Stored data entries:
· · · · ·

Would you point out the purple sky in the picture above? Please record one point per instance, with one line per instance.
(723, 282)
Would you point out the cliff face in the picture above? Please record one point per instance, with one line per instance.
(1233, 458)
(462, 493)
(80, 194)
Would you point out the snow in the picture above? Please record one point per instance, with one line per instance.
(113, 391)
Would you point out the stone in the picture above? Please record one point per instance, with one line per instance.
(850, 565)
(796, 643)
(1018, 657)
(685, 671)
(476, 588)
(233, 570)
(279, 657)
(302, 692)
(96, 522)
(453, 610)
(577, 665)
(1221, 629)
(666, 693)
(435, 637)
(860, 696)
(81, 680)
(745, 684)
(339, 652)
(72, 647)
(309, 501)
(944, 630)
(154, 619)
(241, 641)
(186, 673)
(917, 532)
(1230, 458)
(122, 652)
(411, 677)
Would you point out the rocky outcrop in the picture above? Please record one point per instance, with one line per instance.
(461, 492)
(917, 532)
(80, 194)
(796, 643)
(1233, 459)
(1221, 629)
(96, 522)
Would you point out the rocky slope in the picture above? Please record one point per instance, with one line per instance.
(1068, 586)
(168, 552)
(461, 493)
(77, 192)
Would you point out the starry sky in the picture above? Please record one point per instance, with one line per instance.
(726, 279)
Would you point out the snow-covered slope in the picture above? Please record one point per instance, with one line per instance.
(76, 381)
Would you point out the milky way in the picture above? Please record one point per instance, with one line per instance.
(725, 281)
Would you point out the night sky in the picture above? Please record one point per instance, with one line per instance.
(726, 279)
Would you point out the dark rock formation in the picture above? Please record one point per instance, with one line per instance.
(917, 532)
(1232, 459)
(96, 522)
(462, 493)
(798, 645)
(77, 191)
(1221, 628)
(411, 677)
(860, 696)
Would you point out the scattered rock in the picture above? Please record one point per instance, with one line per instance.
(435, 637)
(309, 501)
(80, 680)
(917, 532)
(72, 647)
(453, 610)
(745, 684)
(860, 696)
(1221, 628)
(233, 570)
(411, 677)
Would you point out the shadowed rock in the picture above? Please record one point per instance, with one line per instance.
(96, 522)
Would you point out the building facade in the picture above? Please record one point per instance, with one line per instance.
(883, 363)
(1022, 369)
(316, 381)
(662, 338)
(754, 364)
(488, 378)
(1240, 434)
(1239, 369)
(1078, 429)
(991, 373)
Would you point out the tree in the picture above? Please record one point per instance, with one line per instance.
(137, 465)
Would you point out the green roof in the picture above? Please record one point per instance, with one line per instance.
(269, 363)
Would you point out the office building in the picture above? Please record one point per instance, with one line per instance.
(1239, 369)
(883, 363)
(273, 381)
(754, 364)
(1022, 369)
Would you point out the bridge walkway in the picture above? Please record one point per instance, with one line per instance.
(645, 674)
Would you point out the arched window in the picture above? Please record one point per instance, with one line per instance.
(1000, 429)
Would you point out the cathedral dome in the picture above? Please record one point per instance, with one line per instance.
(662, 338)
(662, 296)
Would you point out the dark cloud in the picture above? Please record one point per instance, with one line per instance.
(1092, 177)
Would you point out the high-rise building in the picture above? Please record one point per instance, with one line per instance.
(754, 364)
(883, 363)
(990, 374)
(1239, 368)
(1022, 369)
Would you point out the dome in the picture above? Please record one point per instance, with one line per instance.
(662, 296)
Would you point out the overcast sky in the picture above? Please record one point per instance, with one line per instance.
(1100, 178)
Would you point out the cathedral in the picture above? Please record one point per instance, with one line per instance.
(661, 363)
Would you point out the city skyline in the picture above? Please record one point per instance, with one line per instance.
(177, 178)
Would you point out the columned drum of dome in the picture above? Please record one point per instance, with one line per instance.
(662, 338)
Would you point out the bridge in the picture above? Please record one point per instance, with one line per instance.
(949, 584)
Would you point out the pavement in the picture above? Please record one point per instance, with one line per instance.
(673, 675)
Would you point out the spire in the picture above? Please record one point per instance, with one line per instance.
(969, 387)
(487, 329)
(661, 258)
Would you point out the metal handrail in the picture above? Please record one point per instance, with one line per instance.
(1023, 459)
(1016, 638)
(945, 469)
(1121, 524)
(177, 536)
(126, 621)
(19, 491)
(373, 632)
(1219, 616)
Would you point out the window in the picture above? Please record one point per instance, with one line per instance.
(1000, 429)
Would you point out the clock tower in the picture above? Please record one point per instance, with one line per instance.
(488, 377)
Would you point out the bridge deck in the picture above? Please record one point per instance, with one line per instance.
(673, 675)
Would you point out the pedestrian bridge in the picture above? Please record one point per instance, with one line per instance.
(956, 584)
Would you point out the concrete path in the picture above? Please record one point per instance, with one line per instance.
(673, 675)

· · · · ·

Exercise details: Every entry must be duplicated exactly as it was written.

Answer to this exercise:
Would you point out the purple sky in the picture above? Please record one point per instance, with one line per instance.
(723, 282)
Would you point out the cliff face in the picture above? Please record one point per instance, with one line per instance.
(1233, 458)
(462, 493)
(80, 194)
Would you point out the snow in the picture above? Please record one point per instance, with one line per instance.
(113, 391)
Would you point out the stone in the picture above? Please record one point per instance, with one line per instance.
(850, 565)
(796, 643)
(1018, 657)
(685, 671)
(476, 588)
(233, 570)
(279, 657)
(302, 692)
(96, 522)
(453, 610)
(577, 665)
(1221, 629)
(666, 693)
(435, 637)
(860, 696)
(81, 680)
(745, 684)
(339, 652)
(72, 647)
(309, 501)
(944, 630)
(154, 619)
(241, 641)
(186, 673)
(917, 532)
(1230, 458)
(122, 652)
(411, 677)
Would you point out the rocky outcrop in the picture above? Please record one point per instance, with one line per instance.
(461, 492)
(917, 532)
(80, 194)
(796, 643)
(1233, 459)
(1221, 629)
(96, 522)
Would you point out the rocky slope in the picture above? Please record one point per instance, with one line per instance.
(1068, 586)
(168, 552)
(461, 493)
(77, 192)
Would you point out the starry sky in the picture above? Please record one point per instance, with one line per instance.
(726, 279)
Would you point out the snow-covered slope in the picture above? Please record one point per instance, with one line per instance.
(76, 381)
Would you point out the milky way in the picture above? Please record one point per instance, with one line per instance.
(725, 281)
Would you point out the night sky in the picture above? Please record one point per instance, with one line per instance.
(726, 279)
Would you point out the dark rock formation in the picture above? Please record one point per instance, with one line per instance.
(917, 532)
(1232, 459)
(96, 522)
(462, 493)
(798, 645)
(77, 191)
(1221, 628)
(411, 677)
(860, 696)
Would you point out the scattered rock in the picture above? Please record one point per instance, with one line per instance.
(435, 637)
(309, 501)
(80, 680)
(917, 532)
(72, 647)
(453, 610)
(745, 684)
(860, 696)
(1221, 628)
(233, 570)
(411, 677)
Would you point out the shadowed rock in the picture above? Please record one point per instance, with one line per instance.
(96, 522)
Would you point out the building facade in the picture above? Please record one point per instance, with one line per instance.
(883, 363)
(1022, 369)
(316, 381)
(662, 338)
(754, 364)
(488, 378)
(1240, 434)
(1239, 369)
(1078, 429)
(991, 373)
Would you point out the tree in the picture above? Please record one point per instance, with one line per instance.
(137, 465)
Would you point out the green roof in the picture above? Please record one point per instance, with one line per instance.
(269, 363)
Would you point out the office building in the picture above? Please record one point per instance, with one line per instance.
(1239, 369)
(883, 363)
(273, 381)
(754, 364)
(1022, 369)
Would you point out the bridge walkway in the picture above? Please record one point per instance, with one line per instance.
(645, 674)
Would you point out the arched window in the picture above? Please record one point per instance, with one line per instance.
(1000, 429)
Would you point out the cathedral dome in the picture above? Please record one point per instance, with one line per instance.
(662, 338)
(662, 296)
Would you point out the dark cloud in the picture above? Please record one point per instance, with one line per instance.
(1092, 177)
Would you point out the high-rise building in the picture above? Please record one point per instance, with one line per instance.
(754, 364)
(883, 363)
(990, 374)
(1239, 368)
(1022, 369)
Would you point out the dome in the picture above? Please record one point per instance, with one line per instance.
(662, 296)
Would you point out the overcast sky in the picture above? Please record one point per instance, with one line per instance.
(1100, 178)
Would you point out the cathedral in the picture above? Please record one point per instance, with one line per instance.
(661, 363)
Would you point out the city skyline in the picture above? Please record one point per instance, with one line per instance.
(177, 178)
Would you point out the columned drum of dome in the picture above? Please record one point per instance, with one line per instance.
(662, 338)
Would you point out the bridge in the picture above? Please record one point per instance, with one line per instance.
(949, 584)
Would you point out the pavement in the picture above? Please record one point per instance, with one line per instance.
(673, 675)
Would you point out the spire in the picture above? Please record one point per instance, with one line per instance.
(969, 387)
(487, 329)
(661, 258)
Would you point out the metal handrail in the picture above? Please record one point per instance, with one line per instance.
(1023, 459)
(1016, 638)
(945, 469)
(1121, 524)
(177, 536)
(126, 621)
(19, 491)
(373, 632)
(1219, 616)
Would you point out the window in the picture above? Please record one point per instance, with one line per instance.
(1000, 429)
Would you point out the clock tower in the picture above? Please record one point per instance, with one line per instance.
(488, 377)
Would you point out the bridge deck in the picture above? Please record one point per instance, with one line per instance.
(673, 675)
Would you point out the pedestrian bridge in the picture above? Please record one point per instance, with one line per instance.
(956, 584)
Would you point out the concrete path in the picture above? Please record one point per instance, with one line per instance.
(673, 675)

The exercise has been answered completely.